La figure du jeune homme riche est connue : c’est celui qui n’a pas répondu à l’appel de Jésus. Cela arrive. Cela nous est peut-être déjà arrivé ! Voici une rencontre à la fois touchante et questionnante. En Marc (10, 20), il s’agit d’un homme ; en Matthieu (19, 20), d’un jeune homme ; en Luc (18, 18), d’un notable. Mais dans les trois cas, il a de grands biens (Mc 10, 22 ; Mt 19, 22), il est très riche (Lc 18, 22). Marc nous présente Jésus en dialogue avec cet homme, qui ne se met pas à sa suite ; puis en dialogue avec ses disciples qui, eux, l’ont suivi mais se posent des questions. Dans les deux cas, le regard de Jésus est mentionné (v. 21 et 23).

Nous voyons cet homme arriver à Jésus en courant et se jeter à ses pieds. Voilà quelqu’un d’ardent et de décidé ! Il est motivé : il veut savoir ce qu’il faut faire pour accéder à la vie éternelle. De plus, il a confiance en Jésus, qu’il appelle Bon Maître. Jésus lui répond en lui rappelant des éléments des dix Paroles qui touchent la relation à autrui de diverses manières. Tout cela, l’homme le fait déjà : c’est vraiment un bon gars ! On comprend la réaction de Jésus : il regarde avec attention cet homme fidèle et attachant et il l’aime.

L’histoire aurait pu s’arrêter là, mais elle continue. Car, en suivant Jésus, il s’agit d’aller plus loin, il ne suffit pas d’être un bon gars, de ne faire de tort à personne. Ni d’ailleurs d’être un pécheur. Jésus lui demande de faire un pas de plus, un engagement personnel à sa suite, i.e. de devenir un disciple. Et l’homme qui courait perd son élan. Il bloque. Il retourne en arrière et s’en va, triste. Pourquoi ? Jésus a touché le point sensible, là où une libération était possible en demandant un dépassement. Cet homme est riche ; mais en plus, il est attaché d’abord à ses biens. Plus qu’à Jésus.

Travail à faire ▸ Poursuivez le texte sur le jeune homme riche à partir de sa dernière phrase.

(Enregistrements de données)
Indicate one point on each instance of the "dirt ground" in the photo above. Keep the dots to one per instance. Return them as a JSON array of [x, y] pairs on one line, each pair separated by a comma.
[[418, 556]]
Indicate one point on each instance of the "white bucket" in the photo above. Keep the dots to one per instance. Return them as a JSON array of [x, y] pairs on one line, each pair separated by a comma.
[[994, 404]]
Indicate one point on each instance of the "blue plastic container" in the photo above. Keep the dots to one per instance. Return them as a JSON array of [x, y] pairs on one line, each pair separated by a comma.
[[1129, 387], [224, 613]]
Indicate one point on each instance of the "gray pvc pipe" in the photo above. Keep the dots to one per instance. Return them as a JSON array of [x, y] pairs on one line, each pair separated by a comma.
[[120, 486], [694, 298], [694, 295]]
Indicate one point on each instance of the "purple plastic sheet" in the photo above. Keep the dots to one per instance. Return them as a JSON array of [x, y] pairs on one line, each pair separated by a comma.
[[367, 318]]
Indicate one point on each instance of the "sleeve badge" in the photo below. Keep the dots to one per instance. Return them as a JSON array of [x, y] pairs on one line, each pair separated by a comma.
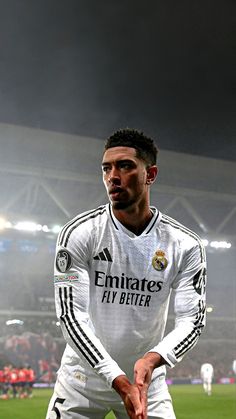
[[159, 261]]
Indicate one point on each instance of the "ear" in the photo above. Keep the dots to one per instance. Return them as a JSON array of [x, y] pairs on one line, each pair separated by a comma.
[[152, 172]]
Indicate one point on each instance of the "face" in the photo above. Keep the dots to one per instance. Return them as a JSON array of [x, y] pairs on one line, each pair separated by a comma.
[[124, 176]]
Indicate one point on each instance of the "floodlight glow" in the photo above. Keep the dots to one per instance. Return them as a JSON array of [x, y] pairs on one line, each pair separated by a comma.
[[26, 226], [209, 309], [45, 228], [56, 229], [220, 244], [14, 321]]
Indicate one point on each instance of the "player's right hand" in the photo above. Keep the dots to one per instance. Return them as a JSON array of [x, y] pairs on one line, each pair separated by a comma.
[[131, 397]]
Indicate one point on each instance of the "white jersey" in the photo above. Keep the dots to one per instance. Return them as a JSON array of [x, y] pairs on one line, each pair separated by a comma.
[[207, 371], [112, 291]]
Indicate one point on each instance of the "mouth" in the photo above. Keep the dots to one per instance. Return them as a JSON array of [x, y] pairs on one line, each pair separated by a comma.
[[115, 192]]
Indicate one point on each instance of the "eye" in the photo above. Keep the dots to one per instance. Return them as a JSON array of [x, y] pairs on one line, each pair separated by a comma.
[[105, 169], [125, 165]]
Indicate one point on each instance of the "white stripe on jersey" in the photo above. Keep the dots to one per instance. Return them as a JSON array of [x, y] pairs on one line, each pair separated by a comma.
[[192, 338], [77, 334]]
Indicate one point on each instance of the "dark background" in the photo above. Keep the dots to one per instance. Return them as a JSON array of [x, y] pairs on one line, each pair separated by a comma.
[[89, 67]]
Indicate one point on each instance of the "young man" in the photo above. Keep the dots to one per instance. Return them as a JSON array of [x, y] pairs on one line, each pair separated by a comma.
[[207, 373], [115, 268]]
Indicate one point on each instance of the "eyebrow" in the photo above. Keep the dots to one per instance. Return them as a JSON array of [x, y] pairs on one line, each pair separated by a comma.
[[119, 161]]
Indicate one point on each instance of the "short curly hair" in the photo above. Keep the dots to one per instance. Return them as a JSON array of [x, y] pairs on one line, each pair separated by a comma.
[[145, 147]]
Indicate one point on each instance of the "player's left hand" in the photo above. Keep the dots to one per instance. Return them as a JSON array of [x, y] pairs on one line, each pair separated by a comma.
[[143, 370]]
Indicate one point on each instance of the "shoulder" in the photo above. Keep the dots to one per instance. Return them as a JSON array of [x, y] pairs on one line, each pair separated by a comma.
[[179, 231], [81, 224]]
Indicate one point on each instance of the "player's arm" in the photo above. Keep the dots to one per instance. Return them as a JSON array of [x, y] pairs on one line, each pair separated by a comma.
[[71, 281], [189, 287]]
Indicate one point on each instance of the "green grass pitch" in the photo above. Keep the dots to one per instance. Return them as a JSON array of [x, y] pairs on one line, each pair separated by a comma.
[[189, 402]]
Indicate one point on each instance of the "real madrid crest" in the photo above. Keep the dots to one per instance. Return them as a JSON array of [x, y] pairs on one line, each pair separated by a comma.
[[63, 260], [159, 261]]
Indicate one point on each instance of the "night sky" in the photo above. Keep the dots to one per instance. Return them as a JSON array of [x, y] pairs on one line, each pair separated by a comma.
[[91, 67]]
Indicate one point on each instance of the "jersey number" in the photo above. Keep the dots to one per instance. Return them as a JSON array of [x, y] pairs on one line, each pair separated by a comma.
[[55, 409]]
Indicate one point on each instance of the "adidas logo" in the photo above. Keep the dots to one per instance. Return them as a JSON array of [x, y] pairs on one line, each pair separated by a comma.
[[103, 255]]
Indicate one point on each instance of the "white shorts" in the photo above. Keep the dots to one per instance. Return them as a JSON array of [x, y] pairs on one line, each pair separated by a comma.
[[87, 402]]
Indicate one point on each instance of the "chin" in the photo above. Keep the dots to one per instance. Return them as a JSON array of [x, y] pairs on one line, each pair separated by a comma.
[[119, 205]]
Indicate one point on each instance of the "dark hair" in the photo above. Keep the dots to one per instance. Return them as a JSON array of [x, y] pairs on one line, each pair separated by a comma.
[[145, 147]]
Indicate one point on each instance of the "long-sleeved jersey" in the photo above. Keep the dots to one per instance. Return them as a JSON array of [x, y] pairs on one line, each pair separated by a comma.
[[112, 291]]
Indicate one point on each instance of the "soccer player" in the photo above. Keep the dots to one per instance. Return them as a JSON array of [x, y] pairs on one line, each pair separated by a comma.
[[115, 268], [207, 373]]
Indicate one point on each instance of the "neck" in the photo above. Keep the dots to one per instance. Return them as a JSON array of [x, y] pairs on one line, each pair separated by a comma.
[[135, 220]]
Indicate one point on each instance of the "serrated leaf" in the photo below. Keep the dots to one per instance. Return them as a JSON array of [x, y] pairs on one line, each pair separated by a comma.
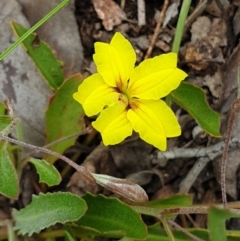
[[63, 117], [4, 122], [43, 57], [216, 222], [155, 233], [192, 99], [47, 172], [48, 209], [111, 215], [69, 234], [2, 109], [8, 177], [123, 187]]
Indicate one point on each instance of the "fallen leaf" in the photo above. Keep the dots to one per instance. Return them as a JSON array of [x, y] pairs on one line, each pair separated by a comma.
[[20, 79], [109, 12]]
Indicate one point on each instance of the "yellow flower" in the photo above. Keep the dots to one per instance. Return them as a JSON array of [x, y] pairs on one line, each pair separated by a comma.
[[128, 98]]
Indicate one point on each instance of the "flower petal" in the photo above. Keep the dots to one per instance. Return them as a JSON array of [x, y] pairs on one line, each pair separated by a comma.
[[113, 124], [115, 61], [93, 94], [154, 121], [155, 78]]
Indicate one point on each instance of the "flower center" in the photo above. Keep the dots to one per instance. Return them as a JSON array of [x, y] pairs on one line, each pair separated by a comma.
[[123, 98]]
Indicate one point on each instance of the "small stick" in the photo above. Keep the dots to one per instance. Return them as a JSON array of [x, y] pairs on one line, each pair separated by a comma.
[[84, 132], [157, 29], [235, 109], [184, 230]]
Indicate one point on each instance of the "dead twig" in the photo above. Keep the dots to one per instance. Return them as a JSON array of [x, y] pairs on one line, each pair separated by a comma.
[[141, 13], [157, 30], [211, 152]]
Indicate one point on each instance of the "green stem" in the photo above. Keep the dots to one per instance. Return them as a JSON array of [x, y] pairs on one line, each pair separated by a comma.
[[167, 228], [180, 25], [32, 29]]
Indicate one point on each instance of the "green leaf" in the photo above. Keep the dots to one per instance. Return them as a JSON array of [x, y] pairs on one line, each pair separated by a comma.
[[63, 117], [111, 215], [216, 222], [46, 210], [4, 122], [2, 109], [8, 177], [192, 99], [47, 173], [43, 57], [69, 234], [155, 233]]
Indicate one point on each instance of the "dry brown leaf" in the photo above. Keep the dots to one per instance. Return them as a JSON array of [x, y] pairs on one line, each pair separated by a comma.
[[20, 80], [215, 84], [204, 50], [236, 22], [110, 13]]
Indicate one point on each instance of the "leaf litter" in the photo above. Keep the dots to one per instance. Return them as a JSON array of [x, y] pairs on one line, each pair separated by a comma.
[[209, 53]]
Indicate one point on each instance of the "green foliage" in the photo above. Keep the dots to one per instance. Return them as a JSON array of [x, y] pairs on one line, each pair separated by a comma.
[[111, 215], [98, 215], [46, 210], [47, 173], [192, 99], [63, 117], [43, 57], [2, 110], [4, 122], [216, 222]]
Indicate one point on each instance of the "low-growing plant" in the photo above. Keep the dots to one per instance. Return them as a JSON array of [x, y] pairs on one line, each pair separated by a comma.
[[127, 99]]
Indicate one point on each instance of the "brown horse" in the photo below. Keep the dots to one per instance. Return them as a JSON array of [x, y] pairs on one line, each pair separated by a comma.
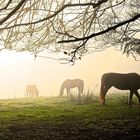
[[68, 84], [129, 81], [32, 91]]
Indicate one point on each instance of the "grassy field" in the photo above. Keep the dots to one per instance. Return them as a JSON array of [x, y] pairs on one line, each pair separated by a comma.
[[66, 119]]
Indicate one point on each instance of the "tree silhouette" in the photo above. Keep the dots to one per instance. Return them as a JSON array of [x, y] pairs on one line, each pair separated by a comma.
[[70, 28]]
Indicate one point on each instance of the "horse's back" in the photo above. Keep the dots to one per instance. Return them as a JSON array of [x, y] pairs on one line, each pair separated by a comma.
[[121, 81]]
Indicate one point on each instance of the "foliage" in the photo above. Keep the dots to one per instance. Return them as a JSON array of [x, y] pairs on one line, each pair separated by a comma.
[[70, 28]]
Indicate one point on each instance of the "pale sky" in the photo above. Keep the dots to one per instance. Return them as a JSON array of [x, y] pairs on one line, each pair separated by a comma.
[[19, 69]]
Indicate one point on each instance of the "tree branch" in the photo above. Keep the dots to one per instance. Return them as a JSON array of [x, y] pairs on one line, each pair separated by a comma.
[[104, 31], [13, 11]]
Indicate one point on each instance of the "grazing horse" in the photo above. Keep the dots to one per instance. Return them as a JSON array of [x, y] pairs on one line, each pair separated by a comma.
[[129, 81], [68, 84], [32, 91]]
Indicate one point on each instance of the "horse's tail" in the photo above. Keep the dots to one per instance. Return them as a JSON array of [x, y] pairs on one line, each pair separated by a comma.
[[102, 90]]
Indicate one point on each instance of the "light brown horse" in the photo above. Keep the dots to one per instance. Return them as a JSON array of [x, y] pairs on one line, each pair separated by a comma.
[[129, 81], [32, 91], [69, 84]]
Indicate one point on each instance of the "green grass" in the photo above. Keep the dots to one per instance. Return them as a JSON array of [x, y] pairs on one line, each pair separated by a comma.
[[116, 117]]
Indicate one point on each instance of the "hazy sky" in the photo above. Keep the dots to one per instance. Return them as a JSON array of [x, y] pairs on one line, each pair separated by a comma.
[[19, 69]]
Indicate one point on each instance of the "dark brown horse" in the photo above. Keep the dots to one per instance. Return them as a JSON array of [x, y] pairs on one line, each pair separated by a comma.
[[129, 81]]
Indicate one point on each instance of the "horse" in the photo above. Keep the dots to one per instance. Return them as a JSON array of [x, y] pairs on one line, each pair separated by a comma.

Résultat final ▸
Notre vie est faite d’attachements et de détachements. Les deux sont liés. Pour cet homme, s’attacher à Jésus, y trouver son trésor implique de se détacher des biens, qui par définition sont bons. Dans la Bible, les biens sont tellement bons qu’ils sont faits pour être partagés, particulièrement avec ceux dans le besoin. Il semble que, pour cet homme, ses biens étaient devenus des idoles, le séparant de Dieu et des autres. Il manque ainsi un tournant de sa vie, d’où sa tristesse.

Cette rencontre porte à réflexion. Jésus lui-même fait une observation sur l’entrée dans le Royaume et sa difficulté. Celui-ci, fait de miséricorde, de paix et de justice, appelle à un retournement, à un décentrement, pour se tourner vers l’essentiel, de façon risquée. Sur ce chemin à la suite de Jésus, les richesses risquent d’alourdir et de bloquer. Dans cet échange, les disciples sont étonnés, stupéfaits ! Pour eux, et c’est la même mentalité d’hier à aujourd’hui, la réussite matérielle est un signe que Dieu nous bénit. Alors comment Jésus peut-il se montrer si exigeant ? Ils sont confus.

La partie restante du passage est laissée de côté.